-- BEGIN Input rows --
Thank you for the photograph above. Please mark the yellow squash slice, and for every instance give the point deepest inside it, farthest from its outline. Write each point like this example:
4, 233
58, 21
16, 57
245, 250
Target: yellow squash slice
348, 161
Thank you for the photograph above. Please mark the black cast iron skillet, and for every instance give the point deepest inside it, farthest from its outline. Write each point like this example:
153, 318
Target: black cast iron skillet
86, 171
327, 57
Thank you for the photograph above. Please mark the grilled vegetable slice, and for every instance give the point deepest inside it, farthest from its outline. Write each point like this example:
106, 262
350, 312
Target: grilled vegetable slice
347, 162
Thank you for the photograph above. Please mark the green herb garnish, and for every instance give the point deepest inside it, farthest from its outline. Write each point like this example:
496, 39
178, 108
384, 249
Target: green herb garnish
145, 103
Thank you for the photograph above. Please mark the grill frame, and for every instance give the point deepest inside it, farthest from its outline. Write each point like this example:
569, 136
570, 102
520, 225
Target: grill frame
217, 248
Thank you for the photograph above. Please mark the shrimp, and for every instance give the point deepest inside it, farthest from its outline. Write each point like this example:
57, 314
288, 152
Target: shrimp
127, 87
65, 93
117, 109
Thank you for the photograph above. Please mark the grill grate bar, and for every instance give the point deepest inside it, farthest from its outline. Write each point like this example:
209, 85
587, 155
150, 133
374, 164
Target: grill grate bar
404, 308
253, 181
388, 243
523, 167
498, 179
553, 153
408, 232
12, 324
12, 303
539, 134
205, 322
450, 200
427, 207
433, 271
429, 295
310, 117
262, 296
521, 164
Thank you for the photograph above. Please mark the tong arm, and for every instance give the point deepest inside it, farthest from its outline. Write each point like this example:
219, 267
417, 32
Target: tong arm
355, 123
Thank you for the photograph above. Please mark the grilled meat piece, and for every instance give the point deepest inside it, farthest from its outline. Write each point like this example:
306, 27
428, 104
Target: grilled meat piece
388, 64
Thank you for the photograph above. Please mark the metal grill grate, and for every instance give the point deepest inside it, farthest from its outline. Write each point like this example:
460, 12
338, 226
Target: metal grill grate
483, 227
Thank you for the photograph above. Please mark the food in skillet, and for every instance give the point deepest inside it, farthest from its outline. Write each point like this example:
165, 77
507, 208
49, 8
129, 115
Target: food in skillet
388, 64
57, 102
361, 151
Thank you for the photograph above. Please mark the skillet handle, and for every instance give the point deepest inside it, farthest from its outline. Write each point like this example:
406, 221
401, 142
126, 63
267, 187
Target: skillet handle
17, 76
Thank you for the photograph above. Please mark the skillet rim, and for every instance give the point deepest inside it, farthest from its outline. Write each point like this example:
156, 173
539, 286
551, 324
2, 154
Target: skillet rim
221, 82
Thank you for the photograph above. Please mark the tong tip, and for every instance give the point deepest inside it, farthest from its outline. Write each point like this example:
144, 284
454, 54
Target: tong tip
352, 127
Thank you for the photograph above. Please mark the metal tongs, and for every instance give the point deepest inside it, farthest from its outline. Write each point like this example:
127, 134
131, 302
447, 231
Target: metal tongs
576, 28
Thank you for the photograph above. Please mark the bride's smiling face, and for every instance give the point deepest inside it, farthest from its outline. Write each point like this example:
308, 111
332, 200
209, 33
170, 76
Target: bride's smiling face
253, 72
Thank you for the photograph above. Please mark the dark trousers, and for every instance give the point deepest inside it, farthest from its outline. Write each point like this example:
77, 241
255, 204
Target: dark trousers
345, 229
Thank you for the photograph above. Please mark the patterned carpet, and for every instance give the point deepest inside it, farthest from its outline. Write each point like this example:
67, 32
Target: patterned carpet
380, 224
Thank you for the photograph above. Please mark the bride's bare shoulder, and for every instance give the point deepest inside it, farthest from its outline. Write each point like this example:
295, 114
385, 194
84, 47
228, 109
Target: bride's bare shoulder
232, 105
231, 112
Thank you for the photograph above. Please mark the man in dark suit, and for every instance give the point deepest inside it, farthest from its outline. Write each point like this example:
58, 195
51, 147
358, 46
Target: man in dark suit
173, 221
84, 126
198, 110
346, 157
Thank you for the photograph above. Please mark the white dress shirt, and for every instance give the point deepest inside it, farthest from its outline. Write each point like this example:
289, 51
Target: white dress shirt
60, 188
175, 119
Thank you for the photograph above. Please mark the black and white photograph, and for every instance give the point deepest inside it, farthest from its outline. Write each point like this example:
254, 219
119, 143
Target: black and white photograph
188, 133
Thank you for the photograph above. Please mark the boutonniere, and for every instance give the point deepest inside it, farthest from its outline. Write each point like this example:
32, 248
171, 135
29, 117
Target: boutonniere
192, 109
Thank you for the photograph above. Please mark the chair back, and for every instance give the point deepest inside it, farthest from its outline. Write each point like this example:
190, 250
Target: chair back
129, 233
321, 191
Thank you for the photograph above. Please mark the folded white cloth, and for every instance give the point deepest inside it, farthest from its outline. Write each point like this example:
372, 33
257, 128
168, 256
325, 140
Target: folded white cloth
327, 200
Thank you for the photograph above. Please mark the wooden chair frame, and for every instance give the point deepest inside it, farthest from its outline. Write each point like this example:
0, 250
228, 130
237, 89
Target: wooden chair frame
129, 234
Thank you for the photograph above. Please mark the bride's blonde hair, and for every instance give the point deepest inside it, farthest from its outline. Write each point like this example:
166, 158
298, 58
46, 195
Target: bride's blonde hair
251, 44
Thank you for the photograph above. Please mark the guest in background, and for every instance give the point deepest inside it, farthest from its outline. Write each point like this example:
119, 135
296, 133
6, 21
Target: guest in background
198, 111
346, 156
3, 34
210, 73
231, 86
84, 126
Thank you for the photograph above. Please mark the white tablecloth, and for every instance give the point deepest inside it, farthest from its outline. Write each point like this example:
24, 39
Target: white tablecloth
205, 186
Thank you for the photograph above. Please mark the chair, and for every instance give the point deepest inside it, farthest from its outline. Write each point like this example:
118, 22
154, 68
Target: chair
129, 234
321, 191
-- END Input rows --
-- Problem description --
Rewrite the data from the line with "Thank you for the photograph above. Please mark the guest" through the end of the data, requests included. Increase every coordinate in the answers by 83, and leave the requests and their sample points unchanged.

-- Answer to the exercise --
Thank you for the photograph above. Please mark the guest in background, and for every instance give the point deepest inside it, farthest from its outline. Write each point like this example:
119, 135
296, 133
6, 21
Target: guest in background
281, 194
429, 239
86, 117
293, 156
314, 169
167, 209
Thank you for the photograph above. Please mark the white tablecloth, and for every instance give the point deepest inside it, farthest from its outline. Write each point like this example:
24, 39
Target: white tablecloth
288, 269
Thank you for the photograph above. Please mark the chair, and for every instance give the point deepest inside it, farthest from its outline. Write each point like this example:
118, 22
154, 68
Target: chair
212, 317
404, 274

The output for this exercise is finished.